§ Direction
Copy the listing below line for line, with no changes.

§ Information supplied
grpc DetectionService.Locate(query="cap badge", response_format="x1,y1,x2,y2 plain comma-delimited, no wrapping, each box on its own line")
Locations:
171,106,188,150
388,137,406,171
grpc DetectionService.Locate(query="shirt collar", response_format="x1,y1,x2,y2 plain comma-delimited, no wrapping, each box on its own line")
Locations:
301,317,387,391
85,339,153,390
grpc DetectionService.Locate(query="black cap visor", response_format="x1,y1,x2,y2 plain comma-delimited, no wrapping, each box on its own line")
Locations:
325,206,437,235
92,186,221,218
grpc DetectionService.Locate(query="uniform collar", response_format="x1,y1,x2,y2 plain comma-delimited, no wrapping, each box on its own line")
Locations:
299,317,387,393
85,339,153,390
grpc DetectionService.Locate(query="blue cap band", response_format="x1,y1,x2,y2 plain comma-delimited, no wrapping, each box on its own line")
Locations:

§ Result of this task
grpc DetectionService.Locate(query="cap badge", response_format="x1,y1,x2,y2 plain comma-delimited, no wrapping, each box on its own line")
Locations:
171,106,188,150
388,137,406,171
grpc DetectionService.Locate(query="shirt collar", response_format="x1,y1,x2,y2 plain comma-delimited, no wrapping, each box on its own line")
Locations:
301,317,387,391
85,339,153,390
grpc DetectionService.Locate(query="black cap visor", response_format="x1,y1,x2,y2 plain comma-delimited, no wrapping, each box on its own line")
Locations:
325,206,437,235
92,186,221,218
grpc DetectionService.Locate(query="uniform collar", response_format="x1,y1,x2,y2 plain comma-delimited, no wrapping, each box on its own line")
Locations:
299,317,387,393
85,339,153,390
grpc DetectionService.Locate(query="blue cap band", response_format="x1,y1,x2,y2 plain comma-delimited, no wrapping, each box on its own line")
Locations:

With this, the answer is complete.